**RECORDS SUPPLIED**
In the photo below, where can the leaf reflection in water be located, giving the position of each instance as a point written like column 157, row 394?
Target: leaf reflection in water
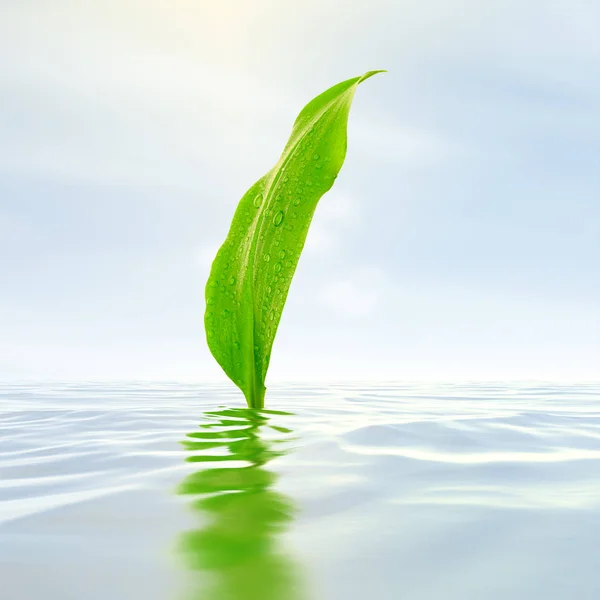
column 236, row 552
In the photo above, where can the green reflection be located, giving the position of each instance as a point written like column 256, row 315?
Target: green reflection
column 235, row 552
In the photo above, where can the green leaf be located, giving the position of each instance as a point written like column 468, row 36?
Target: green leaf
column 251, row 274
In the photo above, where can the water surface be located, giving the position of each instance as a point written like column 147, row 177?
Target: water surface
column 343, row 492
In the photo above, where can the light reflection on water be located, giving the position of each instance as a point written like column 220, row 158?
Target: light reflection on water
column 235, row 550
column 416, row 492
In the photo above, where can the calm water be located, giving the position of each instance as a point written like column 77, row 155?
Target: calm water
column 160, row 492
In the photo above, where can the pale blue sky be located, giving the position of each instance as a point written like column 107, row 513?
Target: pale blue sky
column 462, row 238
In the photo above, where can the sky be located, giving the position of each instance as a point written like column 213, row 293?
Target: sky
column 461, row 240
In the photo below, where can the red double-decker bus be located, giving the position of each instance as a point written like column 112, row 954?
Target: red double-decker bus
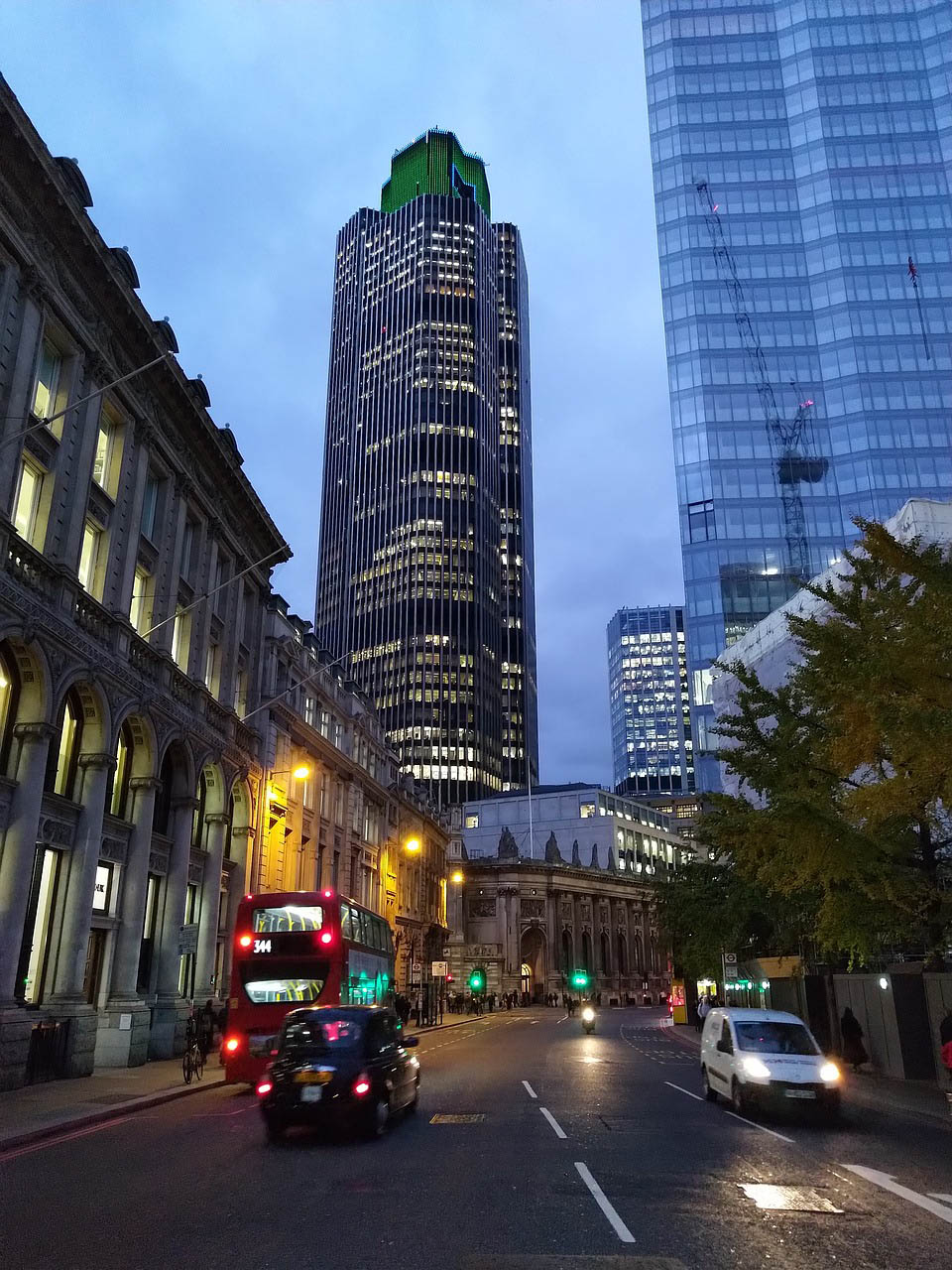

==

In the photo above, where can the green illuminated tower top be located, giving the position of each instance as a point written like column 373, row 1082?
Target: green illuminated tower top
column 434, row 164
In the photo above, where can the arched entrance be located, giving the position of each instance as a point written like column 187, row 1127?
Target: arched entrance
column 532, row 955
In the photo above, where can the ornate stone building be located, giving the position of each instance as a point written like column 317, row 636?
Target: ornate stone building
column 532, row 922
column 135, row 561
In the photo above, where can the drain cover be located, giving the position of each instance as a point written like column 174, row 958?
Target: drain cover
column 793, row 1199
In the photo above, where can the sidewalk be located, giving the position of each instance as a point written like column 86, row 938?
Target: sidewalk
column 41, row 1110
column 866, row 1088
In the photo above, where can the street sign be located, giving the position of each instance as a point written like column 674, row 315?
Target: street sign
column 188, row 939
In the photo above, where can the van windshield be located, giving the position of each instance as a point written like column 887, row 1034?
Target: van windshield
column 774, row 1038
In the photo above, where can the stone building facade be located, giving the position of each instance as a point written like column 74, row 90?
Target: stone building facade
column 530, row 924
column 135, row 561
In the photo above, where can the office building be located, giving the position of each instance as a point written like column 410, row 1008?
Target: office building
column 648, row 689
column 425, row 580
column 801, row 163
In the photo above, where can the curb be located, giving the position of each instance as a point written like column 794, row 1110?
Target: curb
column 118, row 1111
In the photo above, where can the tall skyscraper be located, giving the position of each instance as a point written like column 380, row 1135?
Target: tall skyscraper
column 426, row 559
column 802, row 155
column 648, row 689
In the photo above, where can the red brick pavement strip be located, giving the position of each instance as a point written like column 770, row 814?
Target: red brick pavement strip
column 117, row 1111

**PROMPT**
Rewrite the lines between the one holding "In the photo below, where can the leaf" and the one holding "column 251, row 274", inclusive, as a numbered list, skipping blank lines. Leave the pictures out.

**RESULT**
1. In the photo below, where can the leaf reflection in water be located, giving the position of each instance as a point written like column 157, row 394?
2. Target: leaf reflection in water
3. column 236, row 552
4. In the photo above, where can the green reflection be located, giving the position of each instance as a point written like column 256, row 315?
5. Target: green reflection
6. column 235, row 552
7. In the photo above, where can the green leaf be located, giving the position of each instance as a point written like column 468, row 36?
8. Target: green leaf
9. column 251, row 274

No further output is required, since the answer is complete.